-- Description of the task --
All lines in the material containing the word "tall" need to be copied.

-- Extracted entries --

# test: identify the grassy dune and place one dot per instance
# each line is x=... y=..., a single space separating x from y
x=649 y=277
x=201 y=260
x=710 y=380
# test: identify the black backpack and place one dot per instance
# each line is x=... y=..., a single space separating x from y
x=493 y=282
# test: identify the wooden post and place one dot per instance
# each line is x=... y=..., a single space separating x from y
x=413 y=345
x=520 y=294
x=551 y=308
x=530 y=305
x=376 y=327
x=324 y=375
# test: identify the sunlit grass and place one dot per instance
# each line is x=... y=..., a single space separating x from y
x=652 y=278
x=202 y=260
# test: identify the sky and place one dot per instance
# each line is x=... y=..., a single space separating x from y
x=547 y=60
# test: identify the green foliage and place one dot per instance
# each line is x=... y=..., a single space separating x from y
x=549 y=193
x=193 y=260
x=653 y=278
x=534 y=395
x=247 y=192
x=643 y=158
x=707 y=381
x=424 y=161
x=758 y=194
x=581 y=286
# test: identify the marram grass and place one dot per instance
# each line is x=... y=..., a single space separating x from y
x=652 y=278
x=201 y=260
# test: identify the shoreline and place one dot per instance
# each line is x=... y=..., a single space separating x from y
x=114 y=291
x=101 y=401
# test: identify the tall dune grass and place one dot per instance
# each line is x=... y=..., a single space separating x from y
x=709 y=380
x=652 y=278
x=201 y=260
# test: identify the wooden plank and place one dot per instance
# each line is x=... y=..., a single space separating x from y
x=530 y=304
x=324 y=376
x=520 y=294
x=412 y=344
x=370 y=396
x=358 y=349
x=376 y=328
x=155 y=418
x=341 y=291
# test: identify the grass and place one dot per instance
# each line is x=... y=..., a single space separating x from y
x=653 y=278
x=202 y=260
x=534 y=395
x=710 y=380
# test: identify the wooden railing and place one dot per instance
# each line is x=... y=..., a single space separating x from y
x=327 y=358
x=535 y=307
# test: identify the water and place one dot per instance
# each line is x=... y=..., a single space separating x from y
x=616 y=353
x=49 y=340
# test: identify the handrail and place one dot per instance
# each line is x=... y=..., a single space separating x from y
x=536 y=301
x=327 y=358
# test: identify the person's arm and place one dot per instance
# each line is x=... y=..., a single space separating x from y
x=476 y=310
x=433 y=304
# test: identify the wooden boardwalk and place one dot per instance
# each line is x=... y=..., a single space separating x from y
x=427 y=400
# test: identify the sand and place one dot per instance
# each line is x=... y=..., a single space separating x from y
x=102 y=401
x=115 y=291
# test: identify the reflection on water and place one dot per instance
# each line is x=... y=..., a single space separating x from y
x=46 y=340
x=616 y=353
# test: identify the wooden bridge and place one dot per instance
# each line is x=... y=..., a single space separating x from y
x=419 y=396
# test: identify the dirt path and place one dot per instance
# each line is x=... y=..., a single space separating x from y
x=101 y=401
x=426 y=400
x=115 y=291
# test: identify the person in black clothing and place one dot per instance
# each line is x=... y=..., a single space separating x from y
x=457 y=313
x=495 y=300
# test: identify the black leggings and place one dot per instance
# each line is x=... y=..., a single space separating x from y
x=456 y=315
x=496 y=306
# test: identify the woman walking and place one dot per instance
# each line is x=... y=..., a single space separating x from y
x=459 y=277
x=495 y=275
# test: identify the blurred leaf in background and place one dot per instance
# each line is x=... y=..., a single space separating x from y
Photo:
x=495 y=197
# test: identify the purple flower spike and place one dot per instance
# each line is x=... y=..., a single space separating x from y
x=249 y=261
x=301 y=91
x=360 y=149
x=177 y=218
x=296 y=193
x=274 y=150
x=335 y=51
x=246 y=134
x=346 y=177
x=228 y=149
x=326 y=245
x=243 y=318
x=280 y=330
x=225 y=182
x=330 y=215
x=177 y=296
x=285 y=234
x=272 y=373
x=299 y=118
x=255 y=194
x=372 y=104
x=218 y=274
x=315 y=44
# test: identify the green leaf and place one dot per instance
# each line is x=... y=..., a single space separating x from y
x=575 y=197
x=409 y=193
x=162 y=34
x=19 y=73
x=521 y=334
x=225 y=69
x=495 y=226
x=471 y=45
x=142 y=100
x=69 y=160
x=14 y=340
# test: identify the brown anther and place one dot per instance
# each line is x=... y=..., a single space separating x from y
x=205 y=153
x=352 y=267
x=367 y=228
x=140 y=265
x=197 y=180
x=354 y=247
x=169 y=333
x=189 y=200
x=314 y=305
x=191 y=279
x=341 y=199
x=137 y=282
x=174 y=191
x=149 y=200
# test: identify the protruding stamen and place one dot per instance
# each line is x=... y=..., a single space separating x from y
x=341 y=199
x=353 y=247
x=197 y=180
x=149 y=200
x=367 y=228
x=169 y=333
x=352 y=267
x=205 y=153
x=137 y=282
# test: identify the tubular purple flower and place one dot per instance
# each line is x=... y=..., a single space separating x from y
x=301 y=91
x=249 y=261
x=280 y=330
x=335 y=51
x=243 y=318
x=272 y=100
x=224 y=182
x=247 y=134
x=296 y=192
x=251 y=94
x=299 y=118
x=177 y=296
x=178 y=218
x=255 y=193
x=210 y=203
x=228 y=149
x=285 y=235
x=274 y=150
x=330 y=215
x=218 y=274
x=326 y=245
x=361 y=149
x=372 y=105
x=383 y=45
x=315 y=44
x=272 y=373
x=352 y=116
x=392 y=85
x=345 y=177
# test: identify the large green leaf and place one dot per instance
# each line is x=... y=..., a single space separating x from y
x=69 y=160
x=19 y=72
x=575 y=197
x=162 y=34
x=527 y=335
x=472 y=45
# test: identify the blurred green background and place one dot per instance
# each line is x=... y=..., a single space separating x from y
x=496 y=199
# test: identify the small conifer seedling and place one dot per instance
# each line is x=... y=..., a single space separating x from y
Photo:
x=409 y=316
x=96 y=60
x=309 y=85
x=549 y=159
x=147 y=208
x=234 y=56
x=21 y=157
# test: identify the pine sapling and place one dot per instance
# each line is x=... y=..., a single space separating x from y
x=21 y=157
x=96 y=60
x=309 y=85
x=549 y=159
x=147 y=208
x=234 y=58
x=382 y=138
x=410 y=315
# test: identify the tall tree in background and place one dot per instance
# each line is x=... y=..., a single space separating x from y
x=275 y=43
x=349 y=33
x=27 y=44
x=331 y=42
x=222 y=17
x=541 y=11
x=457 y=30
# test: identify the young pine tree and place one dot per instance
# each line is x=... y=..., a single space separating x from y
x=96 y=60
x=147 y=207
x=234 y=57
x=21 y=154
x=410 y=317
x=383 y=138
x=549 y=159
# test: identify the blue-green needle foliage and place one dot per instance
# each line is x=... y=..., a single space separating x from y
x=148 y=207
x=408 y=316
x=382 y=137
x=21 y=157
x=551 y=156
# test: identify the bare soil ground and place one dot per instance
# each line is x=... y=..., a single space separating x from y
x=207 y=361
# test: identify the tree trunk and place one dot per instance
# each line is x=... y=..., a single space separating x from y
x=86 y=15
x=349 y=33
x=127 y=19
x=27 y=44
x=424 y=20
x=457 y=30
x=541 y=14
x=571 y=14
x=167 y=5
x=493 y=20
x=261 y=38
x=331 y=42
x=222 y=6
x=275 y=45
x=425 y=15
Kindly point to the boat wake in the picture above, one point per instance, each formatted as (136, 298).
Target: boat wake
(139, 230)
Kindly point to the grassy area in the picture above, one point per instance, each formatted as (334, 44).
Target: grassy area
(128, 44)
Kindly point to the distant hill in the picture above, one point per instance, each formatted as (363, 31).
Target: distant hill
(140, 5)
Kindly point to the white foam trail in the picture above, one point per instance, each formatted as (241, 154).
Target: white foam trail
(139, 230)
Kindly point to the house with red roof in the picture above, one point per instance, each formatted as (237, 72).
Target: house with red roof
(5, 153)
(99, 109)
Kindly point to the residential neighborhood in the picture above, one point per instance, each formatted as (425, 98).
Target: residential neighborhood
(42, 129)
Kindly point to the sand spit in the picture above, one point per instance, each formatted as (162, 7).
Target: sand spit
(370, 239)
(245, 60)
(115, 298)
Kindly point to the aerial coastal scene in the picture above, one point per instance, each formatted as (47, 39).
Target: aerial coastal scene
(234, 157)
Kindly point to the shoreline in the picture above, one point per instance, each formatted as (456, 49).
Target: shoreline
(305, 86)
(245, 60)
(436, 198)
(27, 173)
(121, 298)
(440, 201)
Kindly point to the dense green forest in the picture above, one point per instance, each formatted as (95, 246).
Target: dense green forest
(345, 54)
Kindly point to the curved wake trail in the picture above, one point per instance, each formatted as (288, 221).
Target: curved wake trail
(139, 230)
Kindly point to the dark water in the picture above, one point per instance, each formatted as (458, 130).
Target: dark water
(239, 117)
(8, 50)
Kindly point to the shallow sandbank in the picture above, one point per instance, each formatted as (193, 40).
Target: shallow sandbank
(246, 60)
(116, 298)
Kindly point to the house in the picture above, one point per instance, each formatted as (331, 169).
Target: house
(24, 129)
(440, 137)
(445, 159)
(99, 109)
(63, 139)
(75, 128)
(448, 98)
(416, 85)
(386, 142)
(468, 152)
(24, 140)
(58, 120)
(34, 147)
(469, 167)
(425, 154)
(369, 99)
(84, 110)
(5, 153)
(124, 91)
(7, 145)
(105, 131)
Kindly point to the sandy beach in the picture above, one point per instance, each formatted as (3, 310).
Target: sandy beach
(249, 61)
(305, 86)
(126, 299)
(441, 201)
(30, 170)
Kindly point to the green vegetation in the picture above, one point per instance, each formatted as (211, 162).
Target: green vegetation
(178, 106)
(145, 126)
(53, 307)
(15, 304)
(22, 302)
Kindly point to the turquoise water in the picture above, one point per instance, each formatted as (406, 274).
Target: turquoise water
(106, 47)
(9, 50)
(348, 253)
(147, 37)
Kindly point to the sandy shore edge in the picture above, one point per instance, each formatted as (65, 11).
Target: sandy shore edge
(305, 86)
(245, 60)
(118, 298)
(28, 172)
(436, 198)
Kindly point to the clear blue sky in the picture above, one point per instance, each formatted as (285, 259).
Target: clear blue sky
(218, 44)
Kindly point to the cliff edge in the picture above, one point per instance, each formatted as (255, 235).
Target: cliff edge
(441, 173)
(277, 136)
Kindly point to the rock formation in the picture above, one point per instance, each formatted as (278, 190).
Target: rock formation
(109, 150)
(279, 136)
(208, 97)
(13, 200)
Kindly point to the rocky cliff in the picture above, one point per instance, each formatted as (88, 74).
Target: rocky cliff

-- Exercise solution --
# test: identify the tall dune grass and place one dot per instance
# test: identify the tall tree in background and place one dot per instance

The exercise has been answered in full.